**Aufgabe 1**
Was ist laut dem Textauszug zur betrieblichen Übung für die Entstehung eines Anspruchs entscheidend?
**Aufgabe 2**
Schreiben Sie die Passage des Textauszugs zur betrieblichen Übung von „Nach der Rechtsprechung“ bis „musste und durfte.“ wortgetreu ab.
**Aufgabe 3**
Führen Sie den Textauszug zur betrieblichen Übung im Anschluss an seinen letzten Satz weiter.
------ Ausgewählter Text ------
Nach der Rechtsprechung des BAG ist eine solche betriebliche Übung grundsätzlich für jeden Gegenstand vorstellbar, der arbeitsvertraglich in einer so allgemeinen Form geregelt werden kann. Dabei ist entscheidend für die Entstehung eines Anspruchs nicht der Verpflichtungswille des Arbeitgebers, sondern vielmehr, wie der Erklärungsempfänger (der Arbeitnehmer) die Erklärung oder das Verhalten des Arbeitgebers nach Treu und Glauben unter Berücksichtigung aller Begleitumstände verstehen musste und durfte.
------ Bereitgestellte Daten ------
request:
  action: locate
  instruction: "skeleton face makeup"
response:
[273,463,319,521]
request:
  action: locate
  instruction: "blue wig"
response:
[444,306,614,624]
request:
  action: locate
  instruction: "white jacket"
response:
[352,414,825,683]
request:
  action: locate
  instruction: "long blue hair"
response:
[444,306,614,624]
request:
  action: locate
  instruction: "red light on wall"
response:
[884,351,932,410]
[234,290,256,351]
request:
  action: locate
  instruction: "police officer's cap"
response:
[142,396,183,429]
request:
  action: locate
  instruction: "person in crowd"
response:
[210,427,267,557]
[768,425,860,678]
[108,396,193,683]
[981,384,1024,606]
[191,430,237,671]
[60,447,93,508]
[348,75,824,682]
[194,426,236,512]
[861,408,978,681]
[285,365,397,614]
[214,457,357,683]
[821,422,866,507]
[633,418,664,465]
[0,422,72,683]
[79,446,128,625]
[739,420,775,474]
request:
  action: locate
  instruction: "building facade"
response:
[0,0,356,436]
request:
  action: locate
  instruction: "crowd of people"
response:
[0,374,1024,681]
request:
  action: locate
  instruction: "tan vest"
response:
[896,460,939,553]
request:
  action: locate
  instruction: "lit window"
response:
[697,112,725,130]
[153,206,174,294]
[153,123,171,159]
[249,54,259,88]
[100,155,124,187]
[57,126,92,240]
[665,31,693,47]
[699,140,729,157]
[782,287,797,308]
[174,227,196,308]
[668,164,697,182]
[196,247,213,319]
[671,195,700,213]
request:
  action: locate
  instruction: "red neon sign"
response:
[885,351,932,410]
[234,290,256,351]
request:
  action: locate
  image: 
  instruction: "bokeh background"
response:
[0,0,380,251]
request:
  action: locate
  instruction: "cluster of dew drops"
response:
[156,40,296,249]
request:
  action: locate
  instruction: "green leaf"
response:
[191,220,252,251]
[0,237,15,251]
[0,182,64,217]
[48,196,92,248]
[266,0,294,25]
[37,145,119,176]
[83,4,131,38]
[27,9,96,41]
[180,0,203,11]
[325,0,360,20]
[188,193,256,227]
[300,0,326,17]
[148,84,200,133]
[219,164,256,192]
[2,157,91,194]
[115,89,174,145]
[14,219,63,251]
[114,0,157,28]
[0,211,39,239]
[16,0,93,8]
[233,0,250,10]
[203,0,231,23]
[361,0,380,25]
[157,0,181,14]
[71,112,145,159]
------
**Antwort 1**
Entscheidend ist nicht der Verpflichtungswille des Arbeitgebers, sondern wie der Arbeitnehmer als Erklärungsempfänger die Erklärung oder das Verhalten des Arbeitgebers nach Treu und Glauben unter Berücksichtigung aller Begleitumstände verstehen musste und durfte.

**Antwort 2**
Nach der Rechtsprechung des BAG ist eine solche betriebliche Übung grundsätzlich für jeden Gegenstand vorstellbar, der arbeitsvertraglich in einer so allgemeinen Form geregelt werden kann. Dabei ist entscheidend für die Entstehung eines Anspruchs nicht der Verpflichtungswille des Arbeitgebers, sondern vielmehr, wie der Erklärungsempfänger (der Arbeitnehmer) die Erklärung oder das Verhalten des Arbeitgebers nach Treu und Glauben unter Berücksichtigung aller Begleitumstände verstehen musste und durfte.

**Antwort 3**
Hinweis für die Praxis:

 

Der Arbeitgeber kann die Bindungswirkung einer betrieblichen Übung für die Zukunft auch ausdrücklich ausschließen. Es empfiehlt sich deshalb, Leistungen mit folgendem Zusatz zu versehen:

 

„Freiwillige Leistung unter Ablehnung eines Rechtsanspruchs für die Zukunft“ oder „widerrufliche Leistung“. Entsprechendes gilt, wenn von Arbeitgeberseite ausdrücklich darauf hingewiesen wird, dass die konkrete Regelung nur für das laufende Jahr gelten soll. In solchen Fällen kann dann der Arbeitnehmer nicht darauf vertrauen, dass die Leistungen auch im Folgejahr noch erbracht werden sollen.

 

II. Einfache und doppelte Schriftformklausel

 

In vielen Arbeitsverträgen werden im Rahmen der „Schlussbestimmungen“ Schriftformklauseln vereinbart. Dabei wird zwischen einer einfachen und einer doppelten Schriftformklausel unterschieden.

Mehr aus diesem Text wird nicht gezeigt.